>> Begin

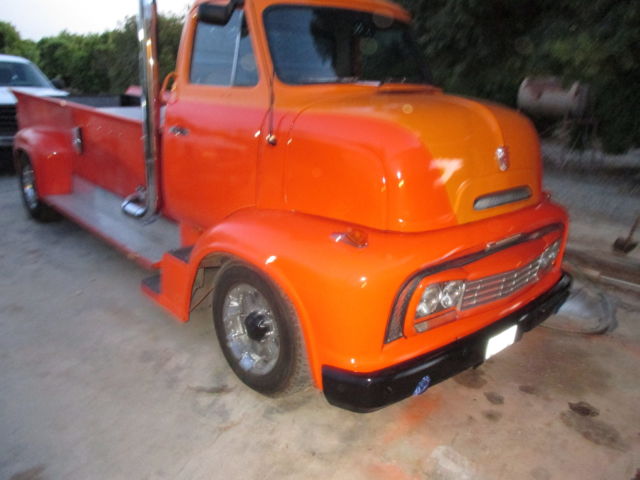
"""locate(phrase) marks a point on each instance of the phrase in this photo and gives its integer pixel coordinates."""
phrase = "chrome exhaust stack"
(143, 203)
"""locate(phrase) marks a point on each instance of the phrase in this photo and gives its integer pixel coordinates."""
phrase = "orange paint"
(402, 164)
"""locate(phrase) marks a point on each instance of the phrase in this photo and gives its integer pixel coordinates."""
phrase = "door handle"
(178, 131)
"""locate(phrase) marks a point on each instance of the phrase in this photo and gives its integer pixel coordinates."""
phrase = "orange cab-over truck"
(355, 227)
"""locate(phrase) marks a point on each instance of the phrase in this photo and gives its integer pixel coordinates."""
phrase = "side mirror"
(58, 83)
(217, 14)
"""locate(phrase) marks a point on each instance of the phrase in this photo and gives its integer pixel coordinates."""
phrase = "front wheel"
(258, 332)
(36, 209)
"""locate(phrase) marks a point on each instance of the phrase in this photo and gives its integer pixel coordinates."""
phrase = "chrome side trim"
(504, 197)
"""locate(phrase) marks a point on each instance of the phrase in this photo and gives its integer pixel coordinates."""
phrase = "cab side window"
(223, 55)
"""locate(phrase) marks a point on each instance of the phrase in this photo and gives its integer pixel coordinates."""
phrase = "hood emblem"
(502, 157)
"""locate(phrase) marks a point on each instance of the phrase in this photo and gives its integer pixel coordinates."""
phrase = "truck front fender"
(327, 282)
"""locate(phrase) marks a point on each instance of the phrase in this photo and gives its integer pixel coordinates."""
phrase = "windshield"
(18, 74)
(333, 45)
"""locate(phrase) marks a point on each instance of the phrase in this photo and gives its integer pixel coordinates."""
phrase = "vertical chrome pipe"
(144, 202)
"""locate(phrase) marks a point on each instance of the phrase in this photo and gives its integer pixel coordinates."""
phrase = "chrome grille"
(8, 123)
(488, 289)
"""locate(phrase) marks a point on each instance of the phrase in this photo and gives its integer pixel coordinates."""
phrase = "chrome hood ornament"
(502, 157)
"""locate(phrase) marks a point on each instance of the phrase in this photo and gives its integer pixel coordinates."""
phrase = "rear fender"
(51, 155)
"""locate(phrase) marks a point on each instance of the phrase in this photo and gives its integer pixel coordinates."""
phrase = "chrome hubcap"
(29, 187)
(250, 329)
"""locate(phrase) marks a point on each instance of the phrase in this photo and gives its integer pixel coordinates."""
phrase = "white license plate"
(499, 342)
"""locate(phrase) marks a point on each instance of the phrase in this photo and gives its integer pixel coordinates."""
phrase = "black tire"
(289, 372)
(35, 207)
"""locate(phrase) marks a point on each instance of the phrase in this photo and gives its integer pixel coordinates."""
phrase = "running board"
(98, 210)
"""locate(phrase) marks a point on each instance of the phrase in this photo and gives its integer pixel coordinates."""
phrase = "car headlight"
(438, 297)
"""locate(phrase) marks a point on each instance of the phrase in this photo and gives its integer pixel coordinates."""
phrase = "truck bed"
(108, 167)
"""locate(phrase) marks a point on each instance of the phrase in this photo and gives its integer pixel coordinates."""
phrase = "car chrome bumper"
(366, 392)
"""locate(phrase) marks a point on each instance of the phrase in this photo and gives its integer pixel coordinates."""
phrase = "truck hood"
(410, 160)
(7, 98)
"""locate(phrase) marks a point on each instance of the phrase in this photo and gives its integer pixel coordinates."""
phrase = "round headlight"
(451, 294)
(429, 302)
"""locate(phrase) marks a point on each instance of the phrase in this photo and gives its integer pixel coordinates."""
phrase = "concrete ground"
(98, 382)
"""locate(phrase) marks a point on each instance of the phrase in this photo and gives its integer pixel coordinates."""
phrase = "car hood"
(409, 160)
(7, 98)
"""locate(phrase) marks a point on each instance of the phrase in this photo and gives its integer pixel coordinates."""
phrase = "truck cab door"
(212, 124)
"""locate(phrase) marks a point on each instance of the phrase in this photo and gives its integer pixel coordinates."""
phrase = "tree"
(12, 44)
(486, 48)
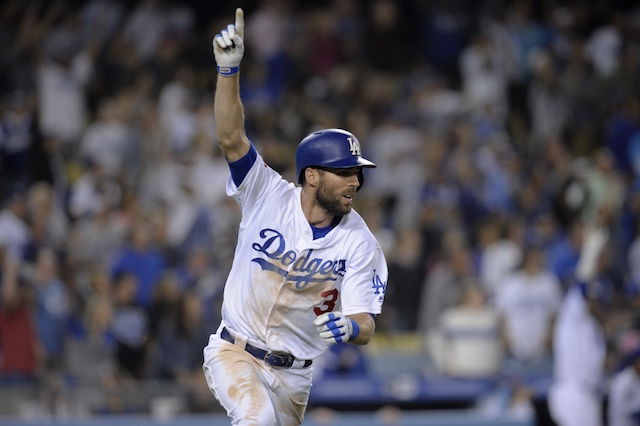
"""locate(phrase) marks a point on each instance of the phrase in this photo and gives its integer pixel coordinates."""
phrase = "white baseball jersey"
(282, 279)
(579, 355)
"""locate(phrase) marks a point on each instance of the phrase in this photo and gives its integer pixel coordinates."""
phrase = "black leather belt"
(280, 360)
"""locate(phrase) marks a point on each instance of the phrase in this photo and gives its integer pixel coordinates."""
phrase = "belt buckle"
(279, 360)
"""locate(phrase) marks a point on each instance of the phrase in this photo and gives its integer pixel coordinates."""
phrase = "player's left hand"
(228, 46)
(335, 327)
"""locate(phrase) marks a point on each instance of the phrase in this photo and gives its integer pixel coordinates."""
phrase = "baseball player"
(575, 398)
(307, 272)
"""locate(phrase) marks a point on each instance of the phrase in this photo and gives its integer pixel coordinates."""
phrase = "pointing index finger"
(240, 22)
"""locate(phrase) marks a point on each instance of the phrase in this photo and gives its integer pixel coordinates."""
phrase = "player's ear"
(311, 175)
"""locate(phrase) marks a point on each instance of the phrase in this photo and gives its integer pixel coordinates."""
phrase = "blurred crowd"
(503, 130)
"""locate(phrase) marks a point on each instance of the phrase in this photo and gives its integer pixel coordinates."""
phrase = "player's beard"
(330, 201)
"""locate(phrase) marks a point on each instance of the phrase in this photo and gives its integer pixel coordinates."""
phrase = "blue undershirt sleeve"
(241, 167)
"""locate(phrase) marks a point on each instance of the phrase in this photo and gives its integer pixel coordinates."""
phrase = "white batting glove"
(335, 327)
(228, 46)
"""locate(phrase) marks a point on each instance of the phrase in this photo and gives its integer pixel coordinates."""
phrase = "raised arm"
(228, 49)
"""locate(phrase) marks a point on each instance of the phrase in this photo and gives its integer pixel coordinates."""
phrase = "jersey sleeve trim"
(241, 167)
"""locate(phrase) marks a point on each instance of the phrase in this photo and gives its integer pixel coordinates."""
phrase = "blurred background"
(502, 129)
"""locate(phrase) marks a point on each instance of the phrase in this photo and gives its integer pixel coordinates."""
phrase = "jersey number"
(329, 302)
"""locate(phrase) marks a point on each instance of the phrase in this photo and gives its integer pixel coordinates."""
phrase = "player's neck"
(316, 215)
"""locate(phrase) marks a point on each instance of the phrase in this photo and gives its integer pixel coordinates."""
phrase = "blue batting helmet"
(333, 148)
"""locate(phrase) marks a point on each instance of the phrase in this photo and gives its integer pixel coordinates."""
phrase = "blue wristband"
(355, 330)
(227, 71)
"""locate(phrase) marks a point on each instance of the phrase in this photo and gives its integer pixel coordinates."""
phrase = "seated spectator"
(527, 302)
(20, 358)
(130, 327)
(466, 342)
(52, 308)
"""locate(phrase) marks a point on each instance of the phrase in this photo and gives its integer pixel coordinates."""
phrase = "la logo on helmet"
(354, 146)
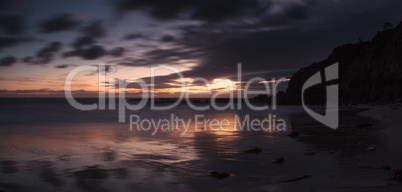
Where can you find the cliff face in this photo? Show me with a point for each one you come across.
(369, 72)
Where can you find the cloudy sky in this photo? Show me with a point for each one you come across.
(41, 41)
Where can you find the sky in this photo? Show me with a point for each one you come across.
(41, 41)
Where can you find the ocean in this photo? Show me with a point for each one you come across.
(47, 145)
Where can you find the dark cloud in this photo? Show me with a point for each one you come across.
(117, 52)
(133, 36)
(44, 55)
(12, 24)
(64, 66)
(83, 41)
(61, 22)
(6, 42)
(95, 29)
(91, 53)
(172, 56)
(7, 61)
(208, 10)
(167, 38)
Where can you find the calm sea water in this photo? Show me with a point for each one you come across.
(47, 145)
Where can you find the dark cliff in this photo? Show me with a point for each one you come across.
(369, 72)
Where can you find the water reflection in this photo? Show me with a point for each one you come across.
(99, 156)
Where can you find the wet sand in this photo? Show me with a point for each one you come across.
(98, 154)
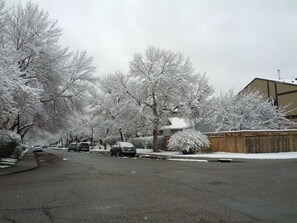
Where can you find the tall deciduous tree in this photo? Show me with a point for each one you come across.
(246, 111)
(162, 82)
(42, 82)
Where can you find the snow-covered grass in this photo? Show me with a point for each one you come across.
(7, 162)
(222, 155)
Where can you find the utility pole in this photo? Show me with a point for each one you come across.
(18, 124)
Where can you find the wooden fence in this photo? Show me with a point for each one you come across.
(253, 141)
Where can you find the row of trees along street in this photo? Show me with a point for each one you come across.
(54, 93)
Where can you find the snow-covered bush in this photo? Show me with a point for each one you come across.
(8, 143)
(188, 141)
(246, 111)
(147, 142)
(111, 140)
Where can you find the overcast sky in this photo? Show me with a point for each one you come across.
(232, 41)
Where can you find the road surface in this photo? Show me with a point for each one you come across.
(83, 187)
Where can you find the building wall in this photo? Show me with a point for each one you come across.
(284, 94)
(253, 141)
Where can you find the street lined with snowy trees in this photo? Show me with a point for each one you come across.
(50, 94)
(73, 187)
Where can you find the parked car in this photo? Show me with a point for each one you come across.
(83, 146)
(37, 148)
(72, 146)
(123, 148)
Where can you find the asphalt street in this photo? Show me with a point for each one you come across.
(84, 187)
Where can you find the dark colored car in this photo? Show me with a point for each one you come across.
(123, 148)
(83, 146)
(37, 148)
(73, 147)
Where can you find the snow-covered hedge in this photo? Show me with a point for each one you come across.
(8, 143)
(111, 140)
(147, 142)
(188, 141)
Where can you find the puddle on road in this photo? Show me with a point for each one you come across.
(261, 210)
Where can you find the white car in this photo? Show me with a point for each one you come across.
(123, 148)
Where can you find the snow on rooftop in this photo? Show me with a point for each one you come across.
(285, 81)
(177, 123)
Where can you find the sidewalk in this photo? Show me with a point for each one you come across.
(208, 157)
(27, 162)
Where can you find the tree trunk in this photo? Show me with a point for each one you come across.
(121, 134)
(155, 139)
(156, 122)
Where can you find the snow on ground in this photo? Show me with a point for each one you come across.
(223, 155)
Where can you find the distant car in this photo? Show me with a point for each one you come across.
(72, 146)
(123, 148)
(37, 148)
(83, 146)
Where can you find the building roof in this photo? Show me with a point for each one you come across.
(177, 123)
(282, 81)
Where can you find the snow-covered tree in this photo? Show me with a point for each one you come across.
(246, 111)
(188, 141)
(116, 109)
(164, 82)
(159, 83)
(41, 82)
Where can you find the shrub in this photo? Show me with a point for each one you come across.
(111, 140)
(188, 141)
(147, 142)
(8, 143)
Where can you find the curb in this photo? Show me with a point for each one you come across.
(26, 163)
(168, 157)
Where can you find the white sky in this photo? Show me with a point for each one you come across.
(233, 41)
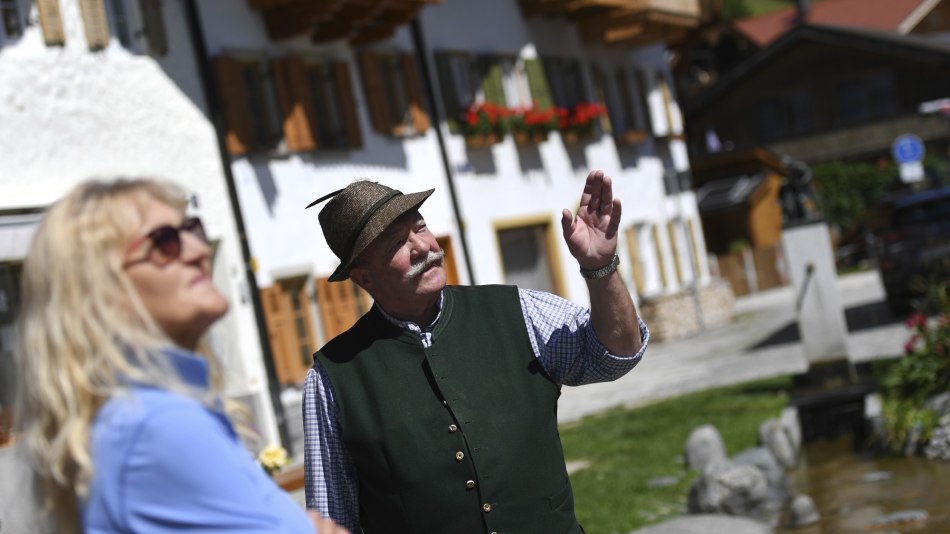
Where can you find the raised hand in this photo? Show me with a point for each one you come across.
(591, 235)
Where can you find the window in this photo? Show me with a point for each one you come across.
(565, 81)
(393, 93)
(120, 22)
(527, 257)
(51, 22)
(468, 79)
(290, 329)
(317, 105)
(786, 114)
(12, 21)
(340, 304)
(245, 105)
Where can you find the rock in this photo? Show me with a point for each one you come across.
(728, 488)
(903, 520)
(778, 485)
(773, 435)
(706, 524)
(703, 447)
(803, 512)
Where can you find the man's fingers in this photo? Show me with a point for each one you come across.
(614, 226)
(592, 190)
(567, 222)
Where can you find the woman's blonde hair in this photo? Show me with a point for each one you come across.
(83, 330)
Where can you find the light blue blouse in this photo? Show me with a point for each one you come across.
(165, 462)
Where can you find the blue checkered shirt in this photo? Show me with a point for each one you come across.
(563, 341)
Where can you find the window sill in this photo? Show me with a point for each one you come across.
(526, 139)
(632, 137)
(481, 140)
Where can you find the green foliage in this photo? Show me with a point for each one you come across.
(924, 371)
(740, 9)
(847, 190)
(738, 245)
(628, 448)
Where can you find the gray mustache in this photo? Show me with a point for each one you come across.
(416, 268)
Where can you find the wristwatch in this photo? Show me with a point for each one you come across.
(603, 271)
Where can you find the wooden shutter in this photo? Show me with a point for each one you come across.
(417, 108)
(600, 94)
(492, 85)
(339, 306)
(235, 104)
(51, 22)
(538, 83)
(374, 86)
(96, 23)
(443, 64)
(626, 105)
(633, 249)
(154, 20)
(659, 255)
(279, 332)
(299, 127)
(341, 75)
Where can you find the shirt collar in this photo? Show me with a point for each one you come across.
(411, 326)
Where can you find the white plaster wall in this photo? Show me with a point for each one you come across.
(285, 239)
(496, 184)
(67, 114)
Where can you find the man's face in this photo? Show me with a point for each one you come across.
(402, 268)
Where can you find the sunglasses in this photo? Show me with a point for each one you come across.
(166, 241)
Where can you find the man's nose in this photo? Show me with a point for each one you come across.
(193, 247)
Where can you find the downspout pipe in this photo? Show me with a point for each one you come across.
(418, 42)
(203, 62)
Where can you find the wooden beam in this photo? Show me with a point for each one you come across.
(297, 18)
(371, 34)
(623, 33)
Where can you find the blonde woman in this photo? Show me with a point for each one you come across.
(122, 418)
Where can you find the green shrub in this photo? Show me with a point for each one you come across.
(924, 371)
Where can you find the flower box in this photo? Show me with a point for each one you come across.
(476, 141)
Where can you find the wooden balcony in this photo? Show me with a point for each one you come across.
(627, 22)
(357, 21)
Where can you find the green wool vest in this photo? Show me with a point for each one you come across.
(458, 438)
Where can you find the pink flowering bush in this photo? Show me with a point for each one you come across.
(922, 373)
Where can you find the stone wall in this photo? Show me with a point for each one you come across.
(672, 317)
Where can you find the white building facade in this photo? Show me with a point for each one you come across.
(312, 101)
(110, 88)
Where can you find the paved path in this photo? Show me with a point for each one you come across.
(762, 342)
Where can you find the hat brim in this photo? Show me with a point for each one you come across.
(377, 223)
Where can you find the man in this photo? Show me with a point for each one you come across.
(437, 411)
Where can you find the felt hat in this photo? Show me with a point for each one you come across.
(357, 214)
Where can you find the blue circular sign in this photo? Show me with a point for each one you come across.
(907, 148)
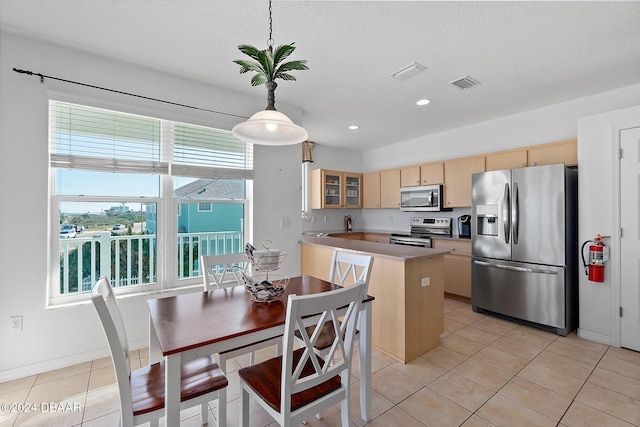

>> End

**What is being asked:** Quote the data word for word from the line containing "Where can you find the man in" through the end of the data, omitting any pictures.

**Solved problem:**
Where can you find the man in this photo? Show me with a point for each one you come across.
(437, 411)
Where can you find the felt hat in this photo? Show me with a point for each one you come across.
(357, 214)
Where can you find the blue circular sign in this photo? Show me with a point for each one you come across.
(907, 148)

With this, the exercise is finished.